• Task A:
From the research summaries, extract the passage that starts at "This research project" and ends at "80% accuracy rate.".
• Task B:
According to the research summaries, with what accuracy rate did the research team predict the Russell index direction for the next trading day?
• Task C:
List every capability that the research summaries say the marketing mix model developed for this research will have.

[Document text Boundary: Start]

Predicting Financial Market Direction Using Social Media Data

This research project is a study of investor sentiment as derived from social media content collected using RCC infrastructure and its ability to predict short-term stock market direction. The team choose S&P 500 and Russell 2000 indices to represent the stock market for this project. The study involves using cutting edge Text Analytics/ Natural Language processing techniques to analyze articles posted on financial social media websites and derive daily ‘Sentiment Measures’ from it. The results indicate that these ‘Sentiment Measures’ have strong short term relationship with Russell 2000 Index. On the other hand, there were no strong evidence of short term relationship between sentiment measures and S&P 500 Index. Using these Sentiment measures, the research team was able to predict the Russell index direction for the next trading day with an 80% accuracy rate.

Insight into the Impact of Marketing Activities on Sales Using Marketing Mix Modeling

The purpose of this research is to help HAVI Global Solutions’ client estimate the impact of historical marketing and pricing activities and then forecast the impact of future activities through the use of predictive statistical models. These models can provide the client with insight into where and how to apply marketing investment dollars more effectively. The marketing mix model developed for this research will do the following: Correctly identify the cannibalization effect of promotions across different products; Minimize data collinearity risks of independent variables (such as different types of promotions); Contain a model validation process that efficiently validates models related to large numbers of products, and Allow for scalability into more markets.

WEST: Novel Scalable Software for Materials by Design

Petascale computational resources have provided the opportunity to perform quantum simulations of materials properties of unprecedented size, yielding results that complement experimental observations and may lead to the discovery of new materials, designed using the basic principles of quantum mechanics. Density functional theory (DFT) is one of the main tools used in first principle simulations of materials, but several of the current approximations of exchange and correlation functionals do not provide the level of accuracy required for predictive calculations of electronic properties, such as photoemission and absorption spectra. Many-Body Perturbation Theory (MBPT) offers an improved level of accuracy, but it is more computationally demanding than DFT and often difficult to apply for realistic materials including disorder, defects, interfaces or nanostructured solids. We describe the features of WEST, an open source massively parallel code to compute excited state properties of molecules and materials (www.west-code.org), which is scalable up to ~32k BG/Q nodes. We will discuss the electronic structure of systems relevant to solar energy conversion processes obtained with WEST, as well as the parallel performance of the code.

[Document text Boundary: End]
[Entries supplied Boundary: Start]

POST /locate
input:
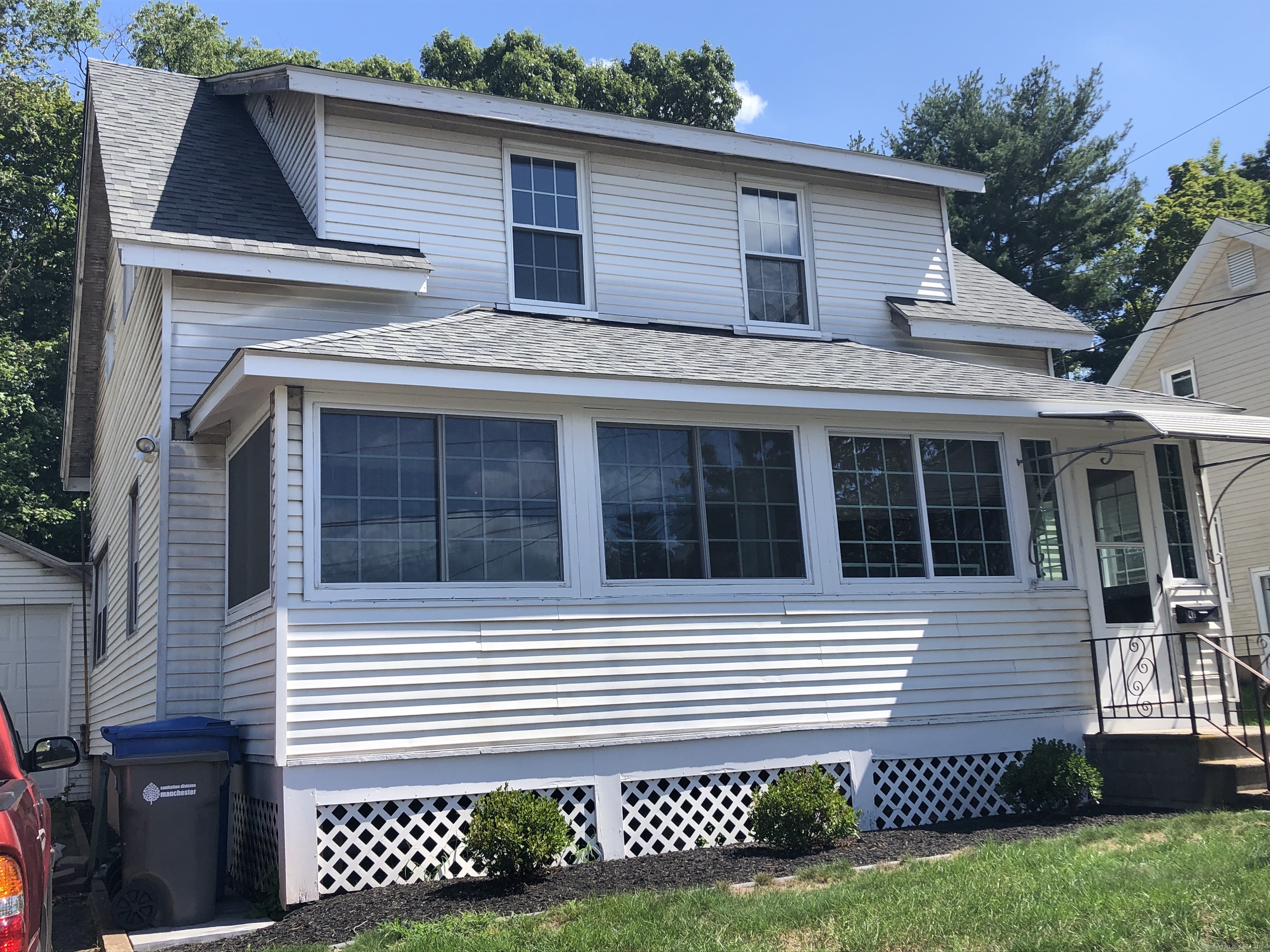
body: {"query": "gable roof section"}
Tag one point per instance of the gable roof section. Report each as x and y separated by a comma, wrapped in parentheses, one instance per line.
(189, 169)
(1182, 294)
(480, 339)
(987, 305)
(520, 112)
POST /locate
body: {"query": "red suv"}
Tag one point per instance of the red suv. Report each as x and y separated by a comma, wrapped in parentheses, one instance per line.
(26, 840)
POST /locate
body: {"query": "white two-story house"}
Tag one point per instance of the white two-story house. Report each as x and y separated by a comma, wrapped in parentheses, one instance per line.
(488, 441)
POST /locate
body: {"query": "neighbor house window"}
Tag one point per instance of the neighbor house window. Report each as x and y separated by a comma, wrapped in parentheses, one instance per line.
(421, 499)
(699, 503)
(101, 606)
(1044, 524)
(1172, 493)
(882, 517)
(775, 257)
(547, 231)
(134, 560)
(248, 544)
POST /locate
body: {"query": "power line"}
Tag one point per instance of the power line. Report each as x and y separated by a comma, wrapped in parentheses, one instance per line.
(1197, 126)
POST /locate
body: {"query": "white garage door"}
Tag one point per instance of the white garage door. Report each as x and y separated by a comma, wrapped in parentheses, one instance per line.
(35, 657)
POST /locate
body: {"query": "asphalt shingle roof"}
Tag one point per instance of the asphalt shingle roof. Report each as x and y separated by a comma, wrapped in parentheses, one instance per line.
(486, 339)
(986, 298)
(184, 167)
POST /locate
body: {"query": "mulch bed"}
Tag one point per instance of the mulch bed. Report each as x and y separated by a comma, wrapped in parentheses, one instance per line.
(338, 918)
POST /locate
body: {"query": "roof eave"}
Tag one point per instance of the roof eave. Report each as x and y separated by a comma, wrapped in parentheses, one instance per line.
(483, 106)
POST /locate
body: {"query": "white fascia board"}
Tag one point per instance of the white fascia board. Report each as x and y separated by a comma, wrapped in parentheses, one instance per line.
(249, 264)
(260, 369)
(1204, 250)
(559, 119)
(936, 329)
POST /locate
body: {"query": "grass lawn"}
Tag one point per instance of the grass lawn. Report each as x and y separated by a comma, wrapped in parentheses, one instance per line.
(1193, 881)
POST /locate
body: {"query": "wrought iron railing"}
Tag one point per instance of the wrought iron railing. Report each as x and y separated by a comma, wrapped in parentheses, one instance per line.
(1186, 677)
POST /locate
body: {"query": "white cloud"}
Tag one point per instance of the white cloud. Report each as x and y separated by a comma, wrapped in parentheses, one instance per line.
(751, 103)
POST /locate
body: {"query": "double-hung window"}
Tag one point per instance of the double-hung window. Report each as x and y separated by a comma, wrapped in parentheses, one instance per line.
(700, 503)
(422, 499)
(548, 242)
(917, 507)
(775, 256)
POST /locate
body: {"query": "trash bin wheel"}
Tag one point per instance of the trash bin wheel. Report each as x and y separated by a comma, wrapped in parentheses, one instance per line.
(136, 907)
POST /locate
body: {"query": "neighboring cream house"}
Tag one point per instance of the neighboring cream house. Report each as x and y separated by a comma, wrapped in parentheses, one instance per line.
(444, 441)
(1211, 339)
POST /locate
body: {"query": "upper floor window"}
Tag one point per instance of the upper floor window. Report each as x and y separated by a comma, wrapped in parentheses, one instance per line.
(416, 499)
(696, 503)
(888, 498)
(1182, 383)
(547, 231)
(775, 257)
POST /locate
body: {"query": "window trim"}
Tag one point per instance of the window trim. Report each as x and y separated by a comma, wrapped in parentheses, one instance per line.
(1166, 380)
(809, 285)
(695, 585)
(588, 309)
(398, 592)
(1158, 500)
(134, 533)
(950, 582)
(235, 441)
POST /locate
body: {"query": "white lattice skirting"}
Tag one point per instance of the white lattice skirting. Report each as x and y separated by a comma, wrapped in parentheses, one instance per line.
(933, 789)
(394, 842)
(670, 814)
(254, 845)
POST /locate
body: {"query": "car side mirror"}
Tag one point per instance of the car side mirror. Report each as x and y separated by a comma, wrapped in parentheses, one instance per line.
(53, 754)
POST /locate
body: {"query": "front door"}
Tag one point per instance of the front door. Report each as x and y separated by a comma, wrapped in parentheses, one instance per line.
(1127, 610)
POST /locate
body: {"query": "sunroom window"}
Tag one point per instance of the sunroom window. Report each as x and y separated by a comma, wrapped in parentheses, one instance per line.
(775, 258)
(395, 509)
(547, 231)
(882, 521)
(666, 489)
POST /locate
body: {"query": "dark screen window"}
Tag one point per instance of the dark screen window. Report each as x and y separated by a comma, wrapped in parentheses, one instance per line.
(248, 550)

[Entries supplied Boundary: End]
[Entries supplied Boundary: Start]

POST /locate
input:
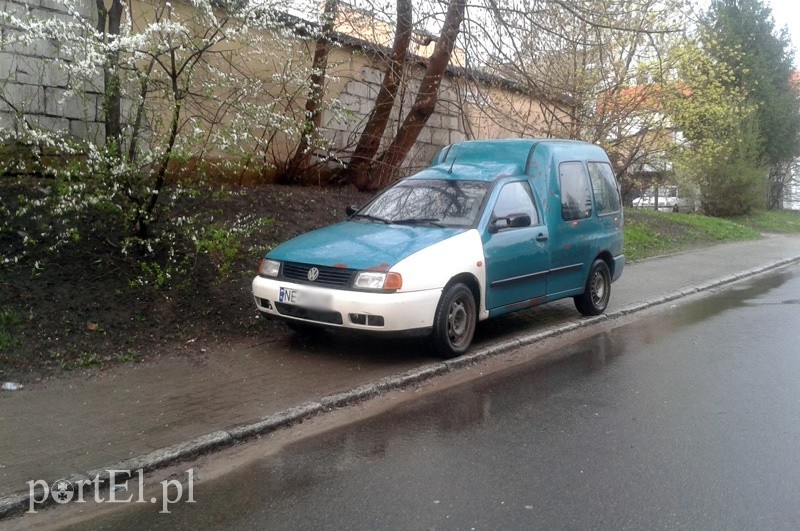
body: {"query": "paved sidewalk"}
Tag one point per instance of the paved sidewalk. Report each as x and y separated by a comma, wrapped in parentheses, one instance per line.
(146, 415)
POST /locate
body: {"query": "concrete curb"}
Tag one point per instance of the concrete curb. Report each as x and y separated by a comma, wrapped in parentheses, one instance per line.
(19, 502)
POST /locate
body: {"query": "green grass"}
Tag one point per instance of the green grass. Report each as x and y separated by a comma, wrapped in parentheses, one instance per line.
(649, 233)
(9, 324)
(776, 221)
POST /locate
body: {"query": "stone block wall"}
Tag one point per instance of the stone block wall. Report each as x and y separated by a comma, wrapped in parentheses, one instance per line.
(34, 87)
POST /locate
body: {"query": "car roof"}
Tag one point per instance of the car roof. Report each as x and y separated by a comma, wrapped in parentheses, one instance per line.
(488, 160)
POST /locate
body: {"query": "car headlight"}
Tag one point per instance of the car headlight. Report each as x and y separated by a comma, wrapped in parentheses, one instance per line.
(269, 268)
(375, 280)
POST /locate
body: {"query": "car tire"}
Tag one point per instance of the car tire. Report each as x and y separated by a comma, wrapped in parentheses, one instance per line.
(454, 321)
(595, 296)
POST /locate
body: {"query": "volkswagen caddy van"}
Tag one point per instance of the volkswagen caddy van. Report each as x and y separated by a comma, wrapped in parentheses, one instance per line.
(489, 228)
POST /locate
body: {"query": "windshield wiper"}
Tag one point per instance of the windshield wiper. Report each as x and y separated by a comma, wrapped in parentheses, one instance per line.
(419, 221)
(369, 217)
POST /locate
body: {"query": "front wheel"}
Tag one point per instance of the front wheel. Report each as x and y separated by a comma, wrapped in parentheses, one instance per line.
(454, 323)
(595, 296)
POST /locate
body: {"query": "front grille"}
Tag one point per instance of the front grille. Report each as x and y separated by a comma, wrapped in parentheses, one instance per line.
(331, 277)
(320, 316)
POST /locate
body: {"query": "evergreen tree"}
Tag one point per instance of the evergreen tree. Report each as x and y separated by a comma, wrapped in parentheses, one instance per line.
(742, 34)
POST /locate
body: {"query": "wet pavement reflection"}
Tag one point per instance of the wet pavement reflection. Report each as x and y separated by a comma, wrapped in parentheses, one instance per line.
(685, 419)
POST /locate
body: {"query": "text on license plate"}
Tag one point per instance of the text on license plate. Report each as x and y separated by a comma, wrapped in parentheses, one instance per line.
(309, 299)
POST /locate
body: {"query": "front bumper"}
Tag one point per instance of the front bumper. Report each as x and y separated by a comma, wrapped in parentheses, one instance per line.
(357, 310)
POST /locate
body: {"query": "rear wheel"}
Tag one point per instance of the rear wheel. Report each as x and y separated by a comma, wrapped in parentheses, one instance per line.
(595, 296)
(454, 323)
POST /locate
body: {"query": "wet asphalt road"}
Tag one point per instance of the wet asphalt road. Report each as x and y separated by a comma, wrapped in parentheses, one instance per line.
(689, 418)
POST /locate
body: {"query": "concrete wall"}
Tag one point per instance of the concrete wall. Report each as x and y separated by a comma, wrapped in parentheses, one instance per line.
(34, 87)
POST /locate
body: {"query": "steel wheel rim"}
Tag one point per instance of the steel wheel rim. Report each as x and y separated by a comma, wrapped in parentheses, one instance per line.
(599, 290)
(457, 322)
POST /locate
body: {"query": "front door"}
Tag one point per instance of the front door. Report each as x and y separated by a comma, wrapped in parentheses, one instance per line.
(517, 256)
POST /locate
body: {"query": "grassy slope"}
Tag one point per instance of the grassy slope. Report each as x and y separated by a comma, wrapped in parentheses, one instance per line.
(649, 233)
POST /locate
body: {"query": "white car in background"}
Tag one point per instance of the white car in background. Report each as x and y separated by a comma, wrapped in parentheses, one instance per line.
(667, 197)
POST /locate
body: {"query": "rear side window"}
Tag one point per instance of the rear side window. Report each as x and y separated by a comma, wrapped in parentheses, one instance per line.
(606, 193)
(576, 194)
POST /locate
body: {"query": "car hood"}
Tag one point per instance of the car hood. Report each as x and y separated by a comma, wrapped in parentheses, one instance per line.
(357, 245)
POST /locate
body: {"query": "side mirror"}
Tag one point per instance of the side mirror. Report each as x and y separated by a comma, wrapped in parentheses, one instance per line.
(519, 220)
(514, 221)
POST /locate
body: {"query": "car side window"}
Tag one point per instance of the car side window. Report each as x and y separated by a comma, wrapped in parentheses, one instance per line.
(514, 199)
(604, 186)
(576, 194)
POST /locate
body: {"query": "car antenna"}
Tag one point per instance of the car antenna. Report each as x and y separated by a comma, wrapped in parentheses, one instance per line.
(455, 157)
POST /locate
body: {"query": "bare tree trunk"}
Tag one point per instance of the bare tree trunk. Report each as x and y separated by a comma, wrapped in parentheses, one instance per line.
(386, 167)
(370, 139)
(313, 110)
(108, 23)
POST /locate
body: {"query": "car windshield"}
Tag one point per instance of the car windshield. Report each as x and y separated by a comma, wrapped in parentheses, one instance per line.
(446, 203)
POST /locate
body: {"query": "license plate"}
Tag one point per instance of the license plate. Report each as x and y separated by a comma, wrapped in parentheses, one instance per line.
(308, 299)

[Entries supplied Boundary: End]

• Written reply A:
This research project is a study of investor sentiment as derived from social media content collected using RCC infrastructure and its ability to predict short-term stock market direction. The team choose S&P 500 and Russell 2000 indices to represent the stock market for this project. The study involves using cutting edge Text Analytics/ Natural Language processing techniques to analyze articles posted on financial social media websites and derive daily ‘Sentiment Measures’ from it. The results indicate that these ‘Sentiment Measures’ have strong short term relationship with Russell 2000 Index. On the other hand, there were no strong evidence of short term relationship between sentiment measures and S&P 500 Index. Using these Sentiment measures, the research team was able to predict the Russell index direction for the next trading day with an 80% accuracy rate.

• Written reply B:
An 80% accuracy rate.

• Written reply C:
- Correctly identify the cannibalization effect of promotions across different products
- Minimize data collinearity risks of independent variables (such as different types of promotions)
- Contain a model validation process that efficiently validates models related to large numbers of products
- Allow for scalability into more markets